### Work task
Extract all of the data and reproduce it precisely.

Stored data
▽

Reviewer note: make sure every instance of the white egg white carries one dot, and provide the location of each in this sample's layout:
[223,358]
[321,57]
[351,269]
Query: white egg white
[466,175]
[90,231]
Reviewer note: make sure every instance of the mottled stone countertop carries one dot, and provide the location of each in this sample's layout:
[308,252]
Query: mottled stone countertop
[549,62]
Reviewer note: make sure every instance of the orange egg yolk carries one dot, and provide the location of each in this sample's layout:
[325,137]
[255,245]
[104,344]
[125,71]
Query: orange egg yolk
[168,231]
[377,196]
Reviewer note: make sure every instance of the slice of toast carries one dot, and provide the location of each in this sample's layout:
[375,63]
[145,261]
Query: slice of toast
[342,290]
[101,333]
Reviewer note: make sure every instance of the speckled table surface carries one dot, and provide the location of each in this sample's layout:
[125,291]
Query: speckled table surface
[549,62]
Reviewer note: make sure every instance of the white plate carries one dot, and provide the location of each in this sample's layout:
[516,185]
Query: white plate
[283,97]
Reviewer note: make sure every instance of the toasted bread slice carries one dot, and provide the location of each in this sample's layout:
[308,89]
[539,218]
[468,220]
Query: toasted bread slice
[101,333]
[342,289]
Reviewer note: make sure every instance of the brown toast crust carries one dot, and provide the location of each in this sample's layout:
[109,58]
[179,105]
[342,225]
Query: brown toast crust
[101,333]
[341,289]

△

### Reply
Reviewer note: make sure every instance of the white egg white carries one dot, and provide the location of each in this sample's layout:
[223,358]
[321,57]
[351,269]
Query: white egg white
[466,175]
[90,231]
Reviewer note: make sure every instance of the mottled stone countertop carries one dot, and provide the location of each in this sample's layout:
[308,252]
Query: mottled stone countertop
[549,62]
Reviewer note: make sure every instance of the orange egg yolk carries one dot, and provide the location of each in this sample's layout:
[325,137]
[255,245]
[104,344]
[125,71]
Query: orange egg yolk
[168,231]
[377,196]
Reviewer note: make sure every instance of the slice of toast carries one dot, and provide the location of each in this sample's layout:
[375,63]
[145,261]
Query: slice of toast
[342,290]
[101,333]
Reviewer note: make sure every instance of the speckled table surface carries one dot, and provide the location of each in this sample's layout:
[125,291]
Query: speckled table surface
[549,62]
Reviewer note: make sure every instance of the white plate carries one dot, and provide the location of each in this sample's layout:
[516,185]
Query: white plate
[283,97]
Reviewer note: make sure every instance of the toasted bread slice carries one dot, and provide the location of each in this sample's layout:
[308,89]
[539,218]
[468,220]
Query: toasted bread slice
[101,333]
[342,289]
Reviewer note: make sure every instance of the brown toast crust carries one dot, and provide the location of each in this sample's layout:
[109,58]
[179,105]
[342,225]
Query: brown toast crust
[101,333]
[341,289]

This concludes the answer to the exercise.